#### Extract provided
## start

In practice this is pretty hard to do with modern planes as they have lots of thrust to point the nose upwards even at slow speeds and excellent gun sights that make snapshots and long range tracking shots very dangerous. Still you need to be turning close to the enemy at all times as giving too much separation gives him opportunity for a missile shot.

 

Basically when you are using energy tactics you are turning with the bandit as with angles tactics. Instead of trying to get closer to his six o'clock position you try to keep yourself within missile min range and out of gunsights and gradually build energy advantage in either speed, altitude or both to get high enough on top of him. There's really no signature move that tells if a pilot is using energy tactics or angles tactics but it's evident in what the pilot tries to gain with his moves.

## end

#### Required actions
a: List each line of the records below that contains the string "Target".
b: Write the next part of the passage on energy and angles tactics in air combat, starting right after its last sentence.

#### Records for the task
## start

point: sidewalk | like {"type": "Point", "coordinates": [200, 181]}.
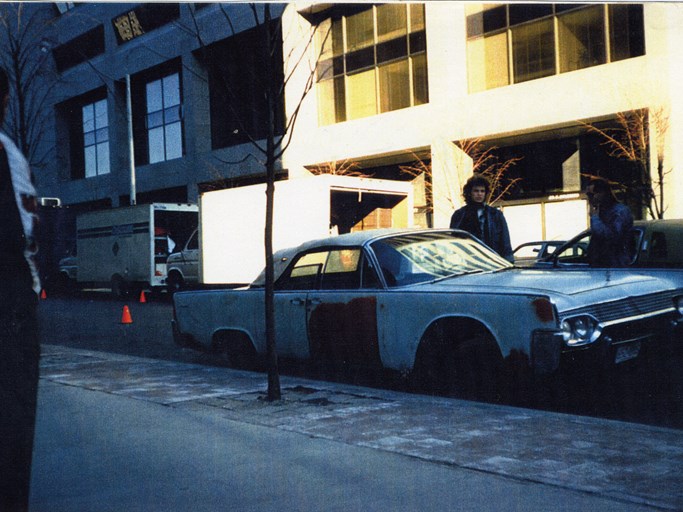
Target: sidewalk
{"type": "Point", "coordinates": [626, 462]}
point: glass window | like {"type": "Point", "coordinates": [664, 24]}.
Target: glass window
{"type": "Point", "coordinates": [394, 82]}
{"type": "Point", "coordinates": [627, 38]}
{"type": "Point", "coordinates": [164, 130]}
{"type": "Point", "coordinates": [582, 38]}
{"type": "Point", "coordinates": [382, 67]}
{"type": "Point", "coordinates": [488, 62]}
{"type": "Point", "coordinates": [579, 42]}
{"type": "Point", "coordinates": [359, 31]}
{"type": "Point", "coordinates": [533, 50]}
{"type": "Point", "coordinates": [420, 91]}
{"type": "Point", "coordinates": [361, 95]}
{"type": "Point", "coordinates": [96, 138]}
{"type": "Point", "coordinates": [391, 21]}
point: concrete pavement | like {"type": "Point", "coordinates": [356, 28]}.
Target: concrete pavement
{"type": "Point", "coordinates": [626, 464]}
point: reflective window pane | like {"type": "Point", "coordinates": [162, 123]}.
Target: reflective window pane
{"type": "Point", "coordinates": [101, 118]}
{"type": "Point", "coordinates": [394, 82]}
{"type": "Point", "coordinates": [487, 62]}
{"type": "Point", "coordinates": [174, 141]}
{"type": "Point", "coordinates": [171, 90]}
{"type": "Point", "coordinates": [420, 83]}
{"type": "Point", "coordinates": [359, 31]}
{"type": "Point", "coordinates": [154, 98]}
{"type": "Point", "coordinates": [361, 95]}
{"type": "Point", "coordinates": [103, 158]}
{"type": "Point", "coordinates": [627, 38]}
{"type": "Point", "coordinates": [88, 118]}
{"type": "Point", "coordinates": [102, 135]}
{"type": "Point", "coordinates": [417, 22]}
{"type": "Point", "coordinates": [155, 141]}
{"type": "Point", "coordinates": [90, 162]}
{"type": "Point", "coordinates": [533, 50]}
{"type": "Point", "coordinates": [582, 38]}
{"type": "Point", "coordinates": [88, 138]}
{"type": "Point", "coordinates": [391, 21]}
{"type": "Point", "coordinates": [155, 119]}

## end

#### Task-by-task answers
a:
Target: sidewalk
Target: glass window
Target: concrete pavement
Target: reflective window pane

b:
Whether to use energy or angles tactics depends on lot of things like tactical situation, weapons available to participants and relative plane characteristics. Fighter A might be better of with energy tactics against fighter B but angles tactics work better against fighter C. Against fighter D (and always A) both tactics work so tactical situation and personal preference could be more important factors.

 

Thanks. I really have to get around to reading that book. It would be awesome to see a practical display of this approach to combat at work from within DCS. I get the gist but an example would be extremely helpful. Videos, tracks, tacview files, whatever. I'd love to see this style in action.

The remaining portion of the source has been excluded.